Exercise requirements >>
Collect every line of the entries below that contains the word "sticker".
Start of Data shown
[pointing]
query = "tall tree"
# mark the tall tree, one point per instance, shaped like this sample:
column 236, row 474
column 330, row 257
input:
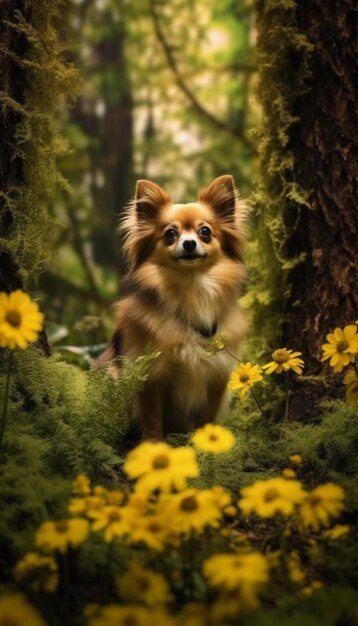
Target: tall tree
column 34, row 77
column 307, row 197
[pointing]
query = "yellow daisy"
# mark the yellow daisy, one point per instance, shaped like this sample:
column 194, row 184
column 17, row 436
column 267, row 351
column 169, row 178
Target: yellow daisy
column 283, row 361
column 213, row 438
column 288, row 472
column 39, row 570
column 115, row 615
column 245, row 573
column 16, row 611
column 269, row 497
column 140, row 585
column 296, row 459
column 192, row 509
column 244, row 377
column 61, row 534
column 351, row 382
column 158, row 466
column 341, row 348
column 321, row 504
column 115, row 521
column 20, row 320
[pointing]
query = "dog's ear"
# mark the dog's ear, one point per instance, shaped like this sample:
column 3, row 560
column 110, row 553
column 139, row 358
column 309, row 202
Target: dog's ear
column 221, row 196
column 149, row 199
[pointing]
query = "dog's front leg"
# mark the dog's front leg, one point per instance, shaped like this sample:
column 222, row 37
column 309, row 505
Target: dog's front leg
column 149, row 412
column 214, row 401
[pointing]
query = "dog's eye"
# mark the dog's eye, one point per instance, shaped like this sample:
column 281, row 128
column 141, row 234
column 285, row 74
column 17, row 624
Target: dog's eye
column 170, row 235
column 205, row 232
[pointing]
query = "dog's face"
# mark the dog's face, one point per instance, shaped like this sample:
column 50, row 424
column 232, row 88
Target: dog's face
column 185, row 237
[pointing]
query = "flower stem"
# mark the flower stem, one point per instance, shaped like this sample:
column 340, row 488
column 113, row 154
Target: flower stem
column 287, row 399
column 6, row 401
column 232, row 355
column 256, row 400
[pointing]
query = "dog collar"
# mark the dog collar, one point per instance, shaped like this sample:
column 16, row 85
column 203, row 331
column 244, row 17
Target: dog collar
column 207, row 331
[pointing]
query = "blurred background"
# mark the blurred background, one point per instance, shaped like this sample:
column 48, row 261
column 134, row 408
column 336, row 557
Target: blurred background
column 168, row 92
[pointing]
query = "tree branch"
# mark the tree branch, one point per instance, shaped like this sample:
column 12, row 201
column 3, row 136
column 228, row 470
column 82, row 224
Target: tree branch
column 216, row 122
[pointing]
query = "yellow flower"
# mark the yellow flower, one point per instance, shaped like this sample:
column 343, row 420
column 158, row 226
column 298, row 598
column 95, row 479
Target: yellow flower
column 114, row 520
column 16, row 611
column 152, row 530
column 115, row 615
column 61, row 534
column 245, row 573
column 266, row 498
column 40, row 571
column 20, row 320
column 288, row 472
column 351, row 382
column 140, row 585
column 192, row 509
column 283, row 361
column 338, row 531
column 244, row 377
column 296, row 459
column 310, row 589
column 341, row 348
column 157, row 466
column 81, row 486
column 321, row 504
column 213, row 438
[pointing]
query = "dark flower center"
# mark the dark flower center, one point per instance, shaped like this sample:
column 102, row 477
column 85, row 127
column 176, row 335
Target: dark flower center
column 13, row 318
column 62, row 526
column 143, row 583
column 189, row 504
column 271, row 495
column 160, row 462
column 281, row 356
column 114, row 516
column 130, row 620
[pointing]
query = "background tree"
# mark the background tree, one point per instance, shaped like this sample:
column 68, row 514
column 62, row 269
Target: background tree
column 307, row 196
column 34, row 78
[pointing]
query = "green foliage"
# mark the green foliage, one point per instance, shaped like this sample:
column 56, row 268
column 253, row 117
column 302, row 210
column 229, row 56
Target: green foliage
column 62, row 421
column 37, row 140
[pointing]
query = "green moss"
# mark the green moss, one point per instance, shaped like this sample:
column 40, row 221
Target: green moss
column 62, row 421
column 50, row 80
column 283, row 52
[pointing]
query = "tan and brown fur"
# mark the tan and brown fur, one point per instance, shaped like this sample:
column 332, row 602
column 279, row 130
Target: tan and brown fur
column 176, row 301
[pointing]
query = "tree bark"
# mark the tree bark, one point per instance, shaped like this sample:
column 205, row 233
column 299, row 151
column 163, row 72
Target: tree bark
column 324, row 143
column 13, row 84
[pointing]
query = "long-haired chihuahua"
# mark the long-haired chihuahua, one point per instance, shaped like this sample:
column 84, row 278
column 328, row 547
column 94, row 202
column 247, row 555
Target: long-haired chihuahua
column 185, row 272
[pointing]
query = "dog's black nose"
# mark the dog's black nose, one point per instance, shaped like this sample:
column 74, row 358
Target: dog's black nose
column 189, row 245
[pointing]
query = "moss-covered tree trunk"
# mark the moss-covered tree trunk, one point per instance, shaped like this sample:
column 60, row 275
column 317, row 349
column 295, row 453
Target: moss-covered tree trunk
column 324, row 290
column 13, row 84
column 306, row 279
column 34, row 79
End of Data shown
Start of Data shown
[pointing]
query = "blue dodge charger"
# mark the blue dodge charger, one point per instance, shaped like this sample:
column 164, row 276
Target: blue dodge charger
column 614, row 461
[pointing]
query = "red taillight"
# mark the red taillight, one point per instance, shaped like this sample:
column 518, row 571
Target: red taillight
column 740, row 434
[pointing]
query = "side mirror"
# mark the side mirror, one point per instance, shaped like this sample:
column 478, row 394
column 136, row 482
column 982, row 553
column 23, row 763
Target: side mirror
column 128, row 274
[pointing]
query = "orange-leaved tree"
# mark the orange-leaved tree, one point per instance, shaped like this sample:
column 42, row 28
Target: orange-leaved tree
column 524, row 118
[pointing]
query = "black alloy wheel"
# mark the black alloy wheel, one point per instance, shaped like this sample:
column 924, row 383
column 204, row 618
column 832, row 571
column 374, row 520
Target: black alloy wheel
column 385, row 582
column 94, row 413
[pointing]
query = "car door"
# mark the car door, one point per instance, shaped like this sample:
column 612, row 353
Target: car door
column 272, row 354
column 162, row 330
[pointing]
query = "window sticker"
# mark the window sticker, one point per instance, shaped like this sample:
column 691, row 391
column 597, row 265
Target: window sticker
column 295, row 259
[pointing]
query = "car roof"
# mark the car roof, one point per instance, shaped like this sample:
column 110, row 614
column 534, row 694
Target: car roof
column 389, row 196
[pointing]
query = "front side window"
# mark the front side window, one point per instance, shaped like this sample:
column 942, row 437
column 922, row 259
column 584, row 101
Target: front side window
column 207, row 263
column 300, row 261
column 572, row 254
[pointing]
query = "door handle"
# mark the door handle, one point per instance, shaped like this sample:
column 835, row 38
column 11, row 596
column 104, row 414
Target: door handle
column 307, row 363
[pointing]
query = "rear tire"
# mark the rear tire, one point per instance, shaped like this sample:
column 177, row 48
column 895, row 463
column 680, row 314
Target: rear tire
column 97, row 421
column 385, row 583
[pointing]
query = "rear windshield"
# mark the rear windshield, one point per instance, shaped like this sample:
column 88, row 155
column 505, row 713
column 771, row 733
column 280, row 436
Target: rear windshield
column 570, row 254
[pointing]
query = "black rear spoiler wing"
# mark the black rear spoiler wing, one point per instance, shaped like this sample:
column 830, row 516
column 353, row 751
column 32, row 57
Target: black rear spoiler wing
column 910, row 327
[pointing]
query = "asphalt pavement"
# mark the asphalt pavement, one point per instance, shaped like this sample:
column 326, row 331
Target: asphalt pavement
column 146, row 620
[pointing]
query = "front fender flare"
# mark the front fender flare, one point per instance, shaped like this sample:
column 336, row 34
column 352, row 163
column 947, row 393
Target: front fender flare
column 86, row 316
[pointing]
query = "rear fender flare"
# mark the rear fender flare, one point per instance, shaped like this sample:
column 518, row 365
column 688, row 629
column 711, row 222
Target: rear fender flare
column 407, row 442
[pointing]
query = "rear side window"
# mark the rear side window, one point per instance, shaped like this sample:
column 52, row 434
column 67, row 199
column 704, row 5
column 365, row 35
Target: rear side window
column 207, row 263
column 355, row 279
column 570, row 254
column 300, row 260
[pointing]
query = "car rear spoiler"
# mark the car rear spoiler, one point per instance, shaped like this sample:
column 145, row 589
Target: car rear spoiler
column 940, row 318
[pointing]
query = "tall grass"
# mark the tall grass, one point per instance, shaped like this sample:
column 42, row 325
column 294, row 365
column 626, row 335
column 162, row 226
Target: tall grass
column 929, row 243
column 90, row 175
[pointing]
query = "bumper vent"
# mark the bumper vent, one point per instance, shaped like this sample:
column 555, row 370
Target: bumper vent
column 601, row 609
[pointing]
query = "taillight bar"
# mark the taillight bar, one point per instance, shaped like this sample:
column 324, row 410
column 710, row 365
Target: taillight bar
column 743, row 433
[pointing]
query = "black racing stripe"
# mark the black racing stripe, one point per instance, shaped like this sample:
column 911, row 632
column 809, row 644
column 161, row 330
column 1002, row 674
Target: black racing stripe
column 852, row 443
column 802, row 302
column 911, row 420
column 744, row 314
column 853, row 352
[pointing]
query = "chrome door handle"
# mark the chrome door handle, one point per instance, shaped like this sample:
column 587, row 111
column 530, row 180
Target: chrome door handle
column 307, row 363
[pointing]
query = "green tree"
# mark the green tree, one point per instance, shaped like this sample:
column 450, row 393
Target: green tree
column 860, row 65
End of Data shown
Reply to the exercise >>
query = "window sticker"
# mark the window sticker, one point per instance, shaped like this sample:
Target: window sticker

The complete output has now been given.